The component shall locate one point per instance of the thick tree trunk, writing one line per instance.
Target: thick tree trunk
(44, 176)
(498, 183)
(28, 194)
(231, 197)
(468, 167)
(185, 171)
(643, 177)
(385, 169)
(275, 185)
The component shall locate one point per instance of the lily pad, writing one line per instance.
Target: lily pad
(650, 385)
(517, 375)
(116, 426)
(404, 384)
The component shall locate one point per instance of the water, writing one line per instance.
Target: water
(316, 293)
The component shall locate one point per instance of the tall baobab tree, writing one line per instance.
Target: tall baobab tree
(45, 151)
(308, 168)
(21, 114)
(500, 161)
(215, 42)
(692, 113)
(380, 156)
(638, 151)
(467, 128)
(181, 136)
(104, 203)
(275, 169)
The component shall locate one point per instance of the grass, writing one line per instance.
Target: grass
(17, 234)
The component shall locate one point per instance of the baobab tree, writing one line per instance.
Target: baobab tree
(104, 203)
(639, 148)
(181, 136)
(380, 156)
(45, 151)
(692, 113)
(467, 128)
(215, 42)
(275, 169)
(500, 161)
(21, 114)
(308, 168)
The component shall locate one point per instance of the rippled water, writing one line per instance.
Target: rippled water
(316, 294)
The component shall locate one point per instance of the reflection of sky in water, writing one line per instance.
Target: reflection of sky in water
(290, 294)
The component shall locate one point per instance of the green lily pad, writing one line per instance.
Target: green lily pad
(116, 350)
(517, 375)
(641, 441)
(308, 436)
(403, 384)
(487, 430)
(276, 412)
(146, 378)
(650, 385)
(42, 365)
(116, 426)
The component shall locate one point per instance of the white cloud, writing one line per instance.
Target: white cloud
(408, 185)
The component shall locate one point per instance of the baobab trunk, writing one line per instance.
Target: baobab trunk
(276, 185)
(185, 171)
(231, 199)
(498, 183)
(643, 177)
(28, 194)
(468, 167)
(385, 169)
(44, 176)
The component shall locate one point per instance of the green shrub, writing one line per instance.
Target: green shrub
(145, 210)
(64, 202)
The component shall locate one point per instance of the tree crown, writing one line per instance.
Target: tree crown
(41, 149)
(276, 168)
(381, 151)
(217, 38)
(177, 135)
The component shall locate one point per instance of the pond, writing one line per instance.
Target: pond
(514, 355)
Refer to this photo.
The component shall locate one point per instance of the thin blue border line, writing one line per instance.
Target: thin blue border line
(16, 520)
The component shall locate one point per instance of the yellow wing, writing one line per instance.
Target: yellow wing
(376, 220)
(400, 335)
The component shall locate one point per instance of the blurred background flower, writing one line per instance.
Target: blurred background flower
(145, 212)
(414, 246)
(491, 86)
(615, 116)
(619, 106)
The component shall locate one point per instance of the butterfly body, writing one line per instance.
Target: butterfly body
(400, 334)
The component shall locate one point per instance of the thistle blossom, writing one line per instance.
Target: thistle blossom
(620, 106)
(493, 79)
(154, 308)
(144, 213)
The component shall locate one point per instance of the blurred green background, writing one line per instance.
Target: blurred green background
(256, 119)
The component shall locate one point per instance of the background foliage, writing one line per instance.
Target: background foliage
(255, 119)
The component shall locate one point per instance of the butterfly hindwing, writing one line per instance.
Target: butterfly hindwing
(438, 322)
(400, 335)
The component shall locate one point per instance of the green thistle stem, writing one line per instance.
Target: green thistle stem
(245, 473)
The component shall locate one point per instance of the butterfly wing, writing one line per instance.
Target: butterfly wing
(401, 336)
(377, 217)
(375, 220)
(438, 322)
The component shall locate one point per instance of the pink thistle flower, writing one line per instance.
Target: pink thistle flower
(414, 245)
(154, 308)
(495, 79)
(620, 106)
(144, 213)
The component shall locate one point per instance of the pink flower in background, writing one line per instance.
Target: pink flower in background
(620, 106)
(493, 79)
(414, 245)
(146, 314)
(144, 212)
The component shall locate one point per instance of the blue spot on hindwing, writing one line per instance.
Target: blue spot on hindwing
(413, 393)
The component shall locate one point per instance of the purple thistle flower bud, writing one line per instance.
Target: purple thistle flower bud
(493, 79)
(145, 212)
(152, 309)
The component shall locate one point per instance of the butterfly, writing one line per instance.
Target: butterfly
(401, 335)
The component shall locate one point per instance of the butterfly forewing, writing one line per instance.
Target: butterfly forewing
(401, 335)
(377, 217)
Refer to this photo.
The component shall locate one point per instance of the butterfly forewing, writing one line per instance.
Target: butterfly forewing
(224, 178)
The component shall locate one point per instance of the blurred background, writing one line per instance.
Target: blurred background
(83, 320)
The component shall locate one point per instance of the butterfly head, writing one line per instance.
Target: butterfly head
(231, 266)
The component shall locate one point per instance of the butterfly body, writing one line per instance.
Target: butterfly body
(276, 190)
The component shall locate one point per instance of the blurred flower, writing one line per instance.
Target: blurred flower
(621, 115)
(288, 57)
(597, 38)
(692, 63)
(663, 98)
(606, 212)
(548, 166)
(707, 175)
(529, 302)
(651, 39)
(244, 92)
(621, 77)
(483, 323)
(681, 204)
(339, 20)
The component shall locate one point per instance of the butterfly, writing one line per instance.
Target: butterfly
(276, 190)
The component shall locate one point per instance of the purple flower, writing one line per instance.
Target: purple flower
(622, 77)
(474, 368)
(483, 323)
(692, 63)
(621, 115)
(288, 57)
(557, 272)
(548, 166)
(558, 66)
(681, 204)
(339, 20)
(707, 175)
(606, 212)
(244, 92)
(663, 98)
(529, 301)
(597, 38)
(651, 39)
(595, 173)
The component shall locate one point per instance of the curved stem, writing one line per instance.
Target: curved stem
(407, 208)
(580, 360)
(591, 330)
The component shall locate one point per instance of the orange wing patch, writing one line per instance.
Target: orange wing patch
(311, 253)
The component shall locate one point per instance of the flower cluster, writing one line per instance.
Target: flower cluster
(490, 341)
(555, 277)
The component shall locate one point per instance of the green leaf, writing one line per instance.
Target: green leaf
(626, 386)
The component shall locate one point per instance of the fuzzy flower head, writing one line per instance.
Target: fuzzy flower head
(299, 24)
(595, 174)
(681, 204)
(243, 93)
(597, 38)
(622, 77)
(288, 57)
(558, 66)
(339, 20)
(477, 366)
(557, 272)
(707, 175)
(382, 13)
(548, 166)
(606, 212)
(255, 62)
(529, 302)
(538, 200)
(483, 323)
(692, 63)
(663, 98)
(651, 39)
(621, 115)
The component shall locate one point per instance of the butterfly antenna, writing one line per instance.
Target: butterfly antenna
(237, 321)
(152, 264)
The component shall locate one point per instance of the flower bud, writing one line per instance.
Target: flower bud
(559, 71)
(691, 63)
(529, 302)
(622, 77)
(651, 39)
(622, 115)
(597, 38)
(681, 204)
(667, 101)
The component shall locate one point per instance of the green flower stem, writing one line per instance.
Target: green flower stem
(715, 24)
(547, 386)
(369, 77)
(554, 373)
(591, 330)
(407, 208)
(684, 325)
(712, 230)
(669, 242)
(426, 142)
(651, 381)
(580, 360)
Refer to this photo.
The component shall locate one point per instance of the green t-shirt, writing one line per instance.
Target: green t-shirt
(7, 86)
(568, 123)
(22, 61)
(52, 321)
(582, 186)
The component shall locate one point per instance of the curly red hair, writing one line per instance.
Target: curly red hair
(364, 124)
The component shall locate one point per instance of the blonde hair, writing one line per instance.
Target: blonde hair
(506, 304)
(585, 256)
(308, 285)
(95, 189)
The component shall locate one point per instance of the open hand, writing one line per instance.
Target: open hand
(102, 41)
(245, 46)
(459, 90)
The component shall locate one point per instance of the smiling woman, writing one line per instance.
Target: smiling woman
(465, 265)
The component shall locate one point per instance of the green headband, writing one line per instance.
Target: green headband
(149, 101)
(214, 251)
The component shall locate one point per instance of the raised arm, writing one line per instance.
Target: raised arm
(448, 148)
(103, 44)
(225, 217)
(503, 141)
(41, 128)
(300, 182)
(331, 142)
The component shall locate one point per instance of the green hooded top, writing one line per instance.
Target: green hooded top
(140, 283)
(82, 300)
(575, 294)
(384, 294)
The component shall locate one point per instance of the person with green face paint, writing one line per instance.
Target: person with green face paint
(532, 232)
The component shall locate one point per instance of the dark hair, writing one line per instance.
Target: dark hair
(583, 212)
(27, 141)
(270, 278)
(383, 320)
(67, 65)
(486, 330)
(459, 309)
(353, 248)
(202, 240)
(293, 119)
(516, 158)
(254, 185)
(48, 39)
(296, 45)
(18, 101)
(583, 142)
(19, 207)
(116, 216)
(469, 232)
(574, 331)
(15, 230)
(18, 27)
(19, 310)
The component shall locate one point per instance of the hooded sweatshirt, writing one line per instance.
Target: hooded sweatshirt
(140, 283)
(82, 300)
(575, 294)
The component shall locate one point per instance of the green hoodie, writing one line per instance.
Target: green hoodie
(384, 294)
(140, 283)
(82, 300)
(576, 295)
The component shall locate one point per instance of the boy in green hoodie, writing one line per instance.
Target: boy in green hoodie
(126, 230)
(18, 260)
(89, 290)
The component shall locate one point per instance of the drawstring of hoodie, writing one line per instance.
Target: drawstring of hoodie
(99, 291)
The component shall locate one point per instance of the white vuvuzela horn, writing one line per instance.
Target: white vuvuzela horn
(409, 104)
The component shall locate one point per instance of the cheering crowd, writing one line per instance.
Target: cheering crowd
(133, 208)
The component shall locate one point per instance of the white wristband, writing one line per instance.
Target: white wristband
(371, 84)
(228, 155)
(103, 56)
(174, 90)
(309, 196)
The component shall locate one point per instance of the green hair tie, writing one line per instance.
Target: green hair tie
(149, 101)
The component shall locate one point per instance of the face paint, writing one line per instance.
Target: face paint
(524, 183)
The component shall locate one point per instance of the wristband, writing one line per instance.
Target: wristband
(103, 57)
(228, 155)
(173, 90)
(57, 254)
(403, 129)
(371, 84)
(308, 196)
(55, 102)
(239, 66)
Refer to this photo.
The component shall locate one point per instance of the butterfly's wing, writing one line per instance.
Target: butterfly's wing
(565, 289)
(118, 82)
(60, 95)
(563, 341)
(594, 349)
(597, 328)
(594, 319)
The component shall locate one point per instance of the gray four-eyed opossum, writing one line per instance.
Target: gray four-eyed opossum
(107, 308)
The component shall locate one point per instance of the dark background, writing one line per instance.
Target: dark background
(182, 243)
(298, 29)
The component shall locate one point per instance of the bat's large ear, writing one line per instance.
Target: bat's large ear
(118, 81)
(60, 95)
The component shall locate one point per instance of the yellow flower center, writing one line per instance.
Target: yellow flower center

Work instruction:
Search the data for the string "center" and copy out every line where it is found.

Response area:
The component shall locate one point per instance of the yellow flower center, writing one line per instance.
Target: yellow flower center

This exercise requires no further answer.